- [WHAT TO PRODUCE]
Copy the material below word for word, beginning at the line that contains "Thank you for the photo. Could you point to the red" and ending after the line that contains "column 35, row 411".

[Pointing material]
--- Begin ---

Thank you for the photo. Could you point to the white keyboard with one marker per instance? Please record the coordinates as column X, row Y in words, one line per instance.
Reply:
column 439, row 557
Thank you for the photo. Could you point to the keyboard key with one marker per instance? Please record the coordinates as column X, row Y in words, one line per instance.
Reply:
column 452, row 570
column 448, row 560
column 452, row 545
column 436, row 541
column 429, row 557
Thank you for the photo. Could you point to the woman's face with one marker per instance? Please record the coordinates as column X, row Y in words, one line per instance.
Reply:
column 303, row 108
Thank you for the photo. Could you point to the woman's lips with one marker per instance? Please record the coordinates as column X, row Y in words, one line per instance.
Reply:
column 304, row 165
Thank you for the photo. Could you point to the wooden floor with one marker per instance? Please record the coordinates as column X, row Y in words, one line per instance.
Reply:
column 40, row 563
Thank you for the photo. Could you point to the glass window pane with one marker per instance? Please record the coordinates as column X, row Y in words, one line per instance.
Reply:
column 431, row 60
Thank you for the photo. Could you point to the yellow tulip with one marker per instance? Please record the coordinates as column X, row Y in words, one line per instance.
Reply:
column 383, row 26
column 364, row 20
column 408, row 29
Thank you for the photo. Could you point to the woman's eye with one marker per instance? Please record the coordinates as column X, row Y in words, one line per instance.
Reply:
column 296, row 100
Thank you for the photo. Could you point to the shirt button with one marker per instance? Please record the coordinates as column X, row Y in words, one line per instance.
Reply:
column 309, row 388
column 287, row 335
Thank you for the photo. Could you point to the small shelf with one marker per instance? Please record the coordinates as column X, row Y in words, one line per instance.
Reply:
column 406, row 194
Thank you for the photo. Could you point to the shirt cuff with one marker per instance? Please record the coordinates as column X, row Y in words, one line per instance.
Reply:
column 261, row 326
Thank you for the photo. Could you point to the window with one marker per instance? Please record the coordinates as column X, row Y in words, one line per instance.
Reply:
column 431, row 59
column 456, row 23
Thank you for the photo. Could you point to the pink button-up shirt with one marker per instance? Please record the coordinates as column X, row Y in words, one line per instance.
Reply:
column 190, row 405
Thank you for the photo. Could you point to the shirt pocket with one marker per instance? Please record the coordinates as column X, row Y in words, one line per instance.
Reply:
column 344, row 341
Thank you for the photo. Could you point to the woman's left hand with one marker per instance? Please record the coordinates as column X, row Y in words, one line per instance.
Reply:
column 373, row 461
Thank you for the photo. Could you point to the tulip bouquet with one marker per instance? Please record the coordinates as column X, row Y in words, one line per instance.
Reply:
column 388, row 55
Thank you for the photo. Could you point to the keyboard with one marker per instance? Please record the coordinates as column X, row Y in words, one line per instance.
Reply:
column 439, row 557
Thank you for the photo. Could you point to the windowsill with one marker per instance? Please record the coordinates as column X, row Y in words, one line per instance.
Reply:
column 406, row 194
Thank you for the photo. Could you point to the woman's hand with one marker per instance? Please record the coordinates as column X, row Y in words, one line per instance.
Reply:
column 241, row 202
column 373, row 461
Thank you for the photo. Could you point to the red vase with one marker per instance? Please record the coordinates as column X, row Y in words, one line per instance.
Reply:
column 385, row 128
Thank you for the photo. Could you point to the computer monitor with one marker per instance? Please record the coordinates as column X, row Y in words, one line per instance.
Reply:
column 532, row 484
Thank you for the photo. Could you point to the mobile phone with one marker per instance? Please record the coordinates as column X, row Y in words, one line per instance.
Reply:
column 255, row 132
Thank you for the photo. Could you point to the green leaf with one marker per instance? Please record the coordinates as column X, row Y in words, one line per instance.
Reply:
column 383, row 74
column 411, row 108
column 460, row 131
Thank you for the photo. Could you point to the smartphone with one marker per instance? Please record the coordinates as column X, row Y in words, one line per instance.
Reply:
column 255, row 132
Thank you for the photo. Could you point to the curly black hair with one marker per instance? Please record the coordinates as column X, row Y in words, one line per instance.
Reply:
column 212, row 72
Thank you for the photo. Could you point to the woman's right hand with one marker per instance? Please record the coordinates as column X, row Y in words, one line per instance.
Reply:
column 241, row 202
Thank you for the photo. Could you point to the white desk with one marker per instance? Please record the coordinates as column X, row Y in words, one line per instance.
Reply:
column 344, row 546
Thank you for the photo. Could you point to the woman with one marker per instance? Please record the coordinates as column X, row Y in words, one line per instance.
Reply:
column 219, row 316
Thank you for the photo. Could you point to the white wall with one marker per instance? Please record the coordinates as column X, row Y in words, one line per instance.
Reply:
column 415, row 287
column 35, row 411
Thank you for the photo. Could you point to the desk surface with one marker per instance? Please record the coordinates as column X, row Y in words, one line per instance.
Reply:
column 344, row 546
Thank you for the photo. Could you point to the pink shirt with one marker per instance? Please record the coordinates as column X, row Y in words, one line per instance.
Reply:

--- End ---

- [EXERCISE OUTPUT]
Thank you for the photo. Could you point to the red vase with one marker per instance? Please record the coordinates as column X, row Y in words, one line per instance.
Reply:
column 385, row 128
Thank you for the photo. Could you point to the computer monitor with one marker per instance? Please record the coordinates as column X, row Y in words, one line per instance.
Reply:
column 532, row 484
Thank you for the photo. Could you point to the mobile phone with one marker per instance? Please record the coordinates as column X, row Y in words, one line per instance.
Reply:
column 255, row 132
Thank you for the photo. Could you point to the green leaf with one marker per instance? Please record the coordinates as column X, row Y in words, one line per instance.
Reply:
column 383, row 74
column 411, row 108
column 460, row 131
Thank you for the photo. Could you point to the smartphone with one marker per instance? Please record the coordinates as column X, row Y in words, one line per instance.
Reply:
column 255, row 132
Thank you for the photo. Could you point to the curly black hair with one marker per instance? Please record the coordinates as column X, row Y in words, one line per instance.
Reply:
column 212, row 72
Thank you for the photo. Could you point to the woman's right hand with one marker per instance? Please record the coordinates as column X, row Y in words, one line per instance.
Reply:
column 241, row 202
Thank you for the photo. Could you point to the white desk with one marker per instance? Please record the coordinates as column X, row Y in words, one line per instance.
Reply:
column 344, row 546
Thank you for the photo. Could you point to the woman with one marker per instance? Please record the coordinates as column X, row Y in words, one line per instance.
Reply:
column 219, row 316
Thank you for the photo. Could you point to the white wall with one marker per instance? Please record the coordinates as column X, row Y in words, one line per instance.
Reply:
column 415, row 287
column 35, row 411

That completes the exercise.